◆ GIVEN REQUEST 1: In the records, from the line with "Exercise. Mark the spectator" through the end of the records, switch "spectator in cap" to "spectator in hat" and give those lines back with nothing else changed.

Writer: Maxine Hong Kingston

Publishing House: Picador

Date of Publication: 2015 (first published August 12th 1976)

”I inspired my army, and I fed them. At night I sang to them glorious songs that came out of the sky and into my head. When I opened my mouth, the songs poured out and were loud enough for the whole encampment to hear, my army stretched out for a mile.”

A young girl lives among ghosts, standing at the crossroads. Her mother is a formidable woman, a doctor and a shaman, who tries to communicate with her children through the myths of their homeland. But the child is confused, she doesn’t know where she belongs, if she belongs at all. Chinese traditions seem to teach and suffocate her at the same time and the American way does not speak to her heart. Tradition isn’t always the answer and change is necessary. And the mother uses myths as a warning and reminder of a past that is now lost. But the young girl has questions. Why is that a woman is always the one to blame? Why can’t she love and live in peace? Why must we always be the victims of prejudices and regimes? Why is a woman warrior obliged to disguise herself as a man to protect her life? Do we not have the right to defend ourselves and decide our future? In many parts of the world, the answer is still a firm ”NO”.

”I’ve found some places in this country that are ghost-free.”

In a superbly beautiful memoir, Kingston presents a community whose memories have disappeared. Families are broken, husbands abandon their wives, children are at a loss and everyone becomes ”people one read about in a book.” Assimilation seems impossible in a land that is faced with the Second World War and then, tries hard to recover. Kingston brilliantly blends Chinese folklore with autobiographical episodes and doesn’t shy away from demonstrating her own cruelty as a teenager who was confused, enraged and exhausted by the rules, the codes, the lack of communication and the pressure of following in her mother’s footsteps. The only refuge is ”talking-story”. In stories, in imagination and in creating distance between her and her family lies the chance for independence.

Divided into five episodes, Kingston’s memoir is a deeply personal commentary on womanhood, culture, folklore and the struggle of breaking free from what keeps you chained and gagged.

No Name Woman: In one of the most haunting, terrifying chapters I’ve ever read, Kingston narrates the story of her aunt, the woman without a name, the sinner who must be forgotten, who never existed.

◆ MATERIAL SUPPLIED:

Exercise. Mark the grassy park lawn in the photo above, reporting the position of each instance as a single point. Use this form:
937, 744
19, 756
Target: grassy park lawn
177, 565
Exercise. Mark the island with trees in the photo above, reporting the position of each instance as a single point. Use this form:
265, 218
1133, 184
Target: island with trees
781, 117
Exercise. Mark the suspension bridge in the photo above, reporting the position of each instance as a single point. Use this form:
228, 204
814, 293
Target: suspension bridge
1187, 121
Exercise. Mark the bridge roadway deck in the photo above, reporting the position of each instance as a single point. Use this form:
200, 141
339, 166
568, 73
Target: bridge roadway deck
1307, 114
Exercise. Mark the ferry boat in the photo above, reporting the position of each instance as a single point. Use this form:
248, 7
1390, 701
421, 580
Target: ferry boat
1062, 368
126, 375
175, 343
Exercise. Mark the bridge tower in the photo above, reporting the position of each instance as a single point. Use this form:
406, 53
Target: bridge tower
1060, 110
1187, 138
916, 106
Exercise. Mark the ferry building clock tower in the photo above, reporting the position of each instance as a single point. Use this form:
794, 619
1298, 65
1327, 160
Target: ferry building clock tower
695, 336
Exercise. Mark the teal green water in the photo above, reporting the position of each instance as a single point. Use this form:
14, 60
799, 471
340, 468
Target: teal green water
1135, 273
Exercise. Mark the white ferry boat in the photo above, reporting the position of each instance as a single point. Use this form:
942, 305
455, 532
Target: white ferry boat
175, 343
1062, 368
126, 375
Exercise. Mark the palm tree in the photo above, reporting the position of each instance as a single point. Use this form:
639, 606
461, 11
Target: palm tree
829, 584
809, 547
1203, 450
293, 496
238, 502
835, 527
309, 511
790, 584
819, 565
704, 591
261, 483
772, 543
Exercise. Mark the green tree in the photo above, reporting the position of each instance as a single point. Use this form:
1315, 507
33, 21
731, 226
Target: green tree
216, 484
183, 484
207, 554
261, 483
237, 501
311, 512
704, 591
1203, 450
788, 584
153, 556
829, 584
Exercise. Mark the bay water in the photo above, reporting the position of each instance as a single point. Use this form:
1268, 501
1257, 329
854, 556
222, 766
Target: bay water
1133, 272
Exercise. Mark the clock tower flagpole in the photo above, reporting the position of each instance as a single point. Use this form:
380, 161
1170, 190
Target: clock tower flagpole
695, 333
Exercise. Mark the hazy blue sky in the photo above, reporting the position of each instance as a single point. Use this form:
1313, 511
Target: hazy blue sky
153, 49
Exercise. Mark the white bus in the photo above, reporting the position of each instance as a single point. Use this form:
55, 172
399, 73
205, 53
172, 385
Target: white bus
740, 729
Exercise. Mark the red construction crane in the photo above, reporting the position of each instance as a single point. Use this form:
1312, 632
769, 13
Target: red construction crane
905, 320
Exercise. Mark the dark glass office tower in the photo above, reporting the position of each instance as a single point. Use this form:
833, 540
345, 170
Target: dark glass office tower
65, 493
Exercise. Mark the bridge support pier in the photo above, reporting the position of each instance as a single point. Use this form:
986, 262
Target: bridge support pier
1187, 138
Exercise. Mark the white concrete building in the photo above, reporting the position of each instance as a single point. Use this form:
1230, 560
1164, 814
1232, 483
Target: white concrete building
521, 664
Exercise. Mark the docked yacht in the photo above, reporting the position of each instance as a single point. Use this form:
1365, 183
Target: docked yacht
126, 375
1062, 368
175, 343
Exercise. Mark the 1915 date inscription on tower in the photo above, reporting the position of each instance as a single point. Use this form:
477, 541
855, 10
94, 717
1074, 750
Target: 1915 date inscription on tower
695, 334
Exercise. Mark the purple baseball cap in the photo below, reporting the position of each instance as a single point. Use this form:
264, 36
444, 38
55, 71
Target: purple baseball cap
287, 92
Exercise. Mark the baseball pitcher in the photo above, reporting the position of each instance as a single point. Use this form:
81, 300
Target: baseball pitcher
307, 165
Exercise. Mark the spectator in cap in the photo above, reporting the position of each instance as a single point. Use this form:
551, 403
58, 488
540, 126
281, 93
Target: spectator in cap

◆ GIVEN REQUEST 2: Retype the passage of the review of Kingston's memoir from "Divided into five" to "chained and gagged." without changes.

◆ WRITTEN REPLY 1:
Exercise. Mark the spectator in hat in the photo above, reporting the position of each instance as a single point. Use this form:
551, 403
58, 488
540, 126
281, 93
Target: spectator in hat

◆ WRITTEN REPLY 2:
Divided into five episodes, Kingston’s memoir is a deeply personal commentary on womanhood, culture, folklore and the struggle of breaking free from what keeps you chained and gagged.